_AIM 1:_
In the passage about the Goya exhibition, who owns Maja and the Matchmaker?
_AIM 2:_
Write a continuation of the passage about the Goya exhibition, starting after its final sentence.

_TEXT PROVIDED:_
START

Martin Schwander, the Beyeler’s curator, believes that it will be “one of the most significant exhibitions ever devoted to Francisco de Goya outside Spain”. Goya, opening on 10 October in the Beyeler’s magnificent galleries in Riehen, just north of the centre of Basel, will boast an astonishing array of loans.
These include two other paintings of Majas (young Spanish women in traditional costumes): Majas on a Balcony and Maja and the Matchmaker, both 1808-12. They come from private collectors; the first is anonymous and the second is Alicia Koplowitz of Madrid-based Omega Capital. These two pictures may well not have been brought together before.
Eight genre paintings (1806-10) now owned by the Marqués de la Romana will be on show, the first time they have ever been seen outside Madrid. They will be joined by four rarely loaned panels (1810-16) from Madrid’s Real Academia de Bellas Artes de San Fernando. In these enigmatic works Goya gave free rein to his imagination.

END

_DATA SUPPLIED:_
START

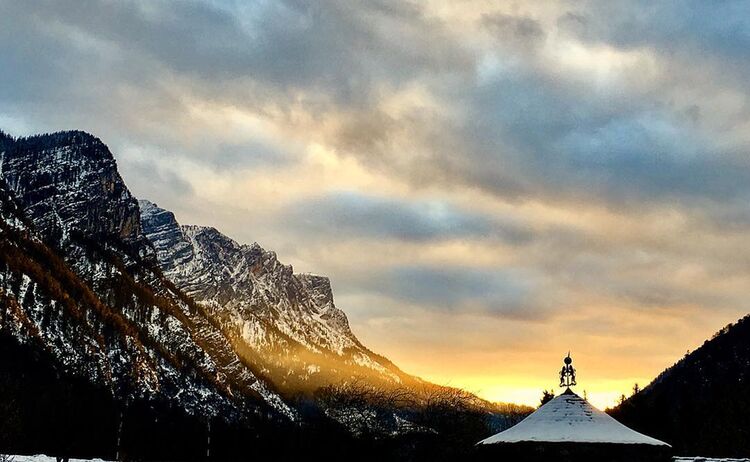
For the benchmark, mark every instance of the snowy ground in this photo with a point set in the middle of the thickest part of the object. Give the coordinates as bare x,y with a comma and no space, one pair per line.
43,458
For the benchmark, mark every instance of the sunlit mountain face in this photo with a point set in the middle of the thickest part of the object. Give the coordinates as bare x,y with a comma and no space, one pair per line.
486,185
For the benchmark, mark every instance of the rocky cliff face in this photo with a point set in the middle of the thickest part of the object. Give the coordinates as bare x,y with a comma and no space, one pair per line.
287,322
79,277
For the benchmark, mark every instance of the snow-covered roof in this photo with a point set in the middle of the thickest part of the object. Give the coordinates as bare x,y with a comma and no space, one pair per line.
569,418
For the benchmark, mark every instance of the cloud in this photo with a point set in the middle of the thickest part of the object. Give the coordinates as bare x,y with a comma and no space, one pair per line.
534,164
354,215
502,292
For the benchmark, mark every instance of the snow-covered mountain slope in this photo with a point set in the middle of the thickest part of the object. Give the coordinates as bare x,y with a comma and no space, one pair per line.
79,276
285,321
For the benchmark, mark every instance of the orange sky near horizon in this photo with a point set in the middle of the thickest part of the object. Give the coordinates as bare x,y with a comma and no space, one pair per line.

END

_WRITTEN REPLY 1:_
Alicia Koplowitz of Madrid-based Omega Capital.

_WRITTEN REPLY 2:_
Prints of the Caprichos series (1797-99) will also be displayed, including the famed work, The Sleep of Reason Produces Monsters. In this melancholic etching, irony and sarcasm cannot fight off irrationality. This set is being lent by the Bern collector Eberhard Kornfeld, the head of one of Switzerland’s leading auction houses.
It may come as a surprise that Switzerland, which came late to Goya, is mounting the retrospective. It was not until the 1920s that the Winterthur-based collector Oskar Reinhart bought his first Goya (his museum is lending Salmon Steaks, 1808-12, which has never gone out on loan). Even now the Reinhart museum and the Bührle collection, which will soon be housed in the Kunsthaus Zurich, are the only ones in Switzerland that own any Goya paintings.
The Beyeler, which holds a magnificent collection of Modern and contemporary art, is stressing the impact of Goya’s work on later painters. In the 1920s, the Surrealists saw in him a kindred spirit. His enigmatic pictorial world was greatly admired by 20th-century Spanish painters, including Picasso and Miró. Today Goya remains a model for many artists whose work opposes war, oppression, exploitation and ignorance.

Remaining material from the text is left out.